WHAT YOU NEED TO DO => Can you put the material into a JSON list of strings, one string per line and no blank lines, starting at the very first line and ending at the line that contains "[[573, 298, 881, 432], [459, 380, 843, 564]]"?

----------------------------------------

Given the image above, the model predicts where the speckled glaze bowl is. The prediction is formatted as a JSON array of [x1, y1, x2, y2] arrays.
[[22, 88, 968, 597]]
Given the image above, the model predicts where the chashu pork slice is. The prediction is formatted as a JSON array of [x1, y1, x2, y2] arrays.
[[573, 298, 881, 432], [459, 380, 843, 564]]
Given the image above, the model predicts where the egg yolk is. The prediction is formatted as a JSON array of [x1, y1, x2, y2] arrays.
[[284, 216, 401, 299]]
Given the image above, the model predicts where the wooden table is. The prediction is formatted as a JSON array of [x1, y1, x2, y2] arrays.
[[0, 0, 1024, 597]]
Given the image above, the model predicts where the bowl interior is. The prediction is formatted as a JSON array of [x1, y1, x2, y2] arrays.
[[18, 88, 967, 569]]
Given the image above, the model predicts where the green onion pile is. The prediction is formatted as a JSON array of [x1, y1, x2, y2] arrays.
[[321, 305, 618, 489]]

----------------------------------------

FINAL ANSWER =>
[
  "Given the image above, the model predicts where the speckled glaze bowl is. The prediction is formatted as a JSON array of [x1, y1, x2, y2] arrays.",
  "[[22, 88, 968, 597]]",
  "Given the image above, the model predicts where the chashu pork slice is. The prediction is formatted as a JSON array of [x1, y1, x2, y2] arrays.",
  "[[573, 298, 881, 432], [459, 380, 843, 564]]"
]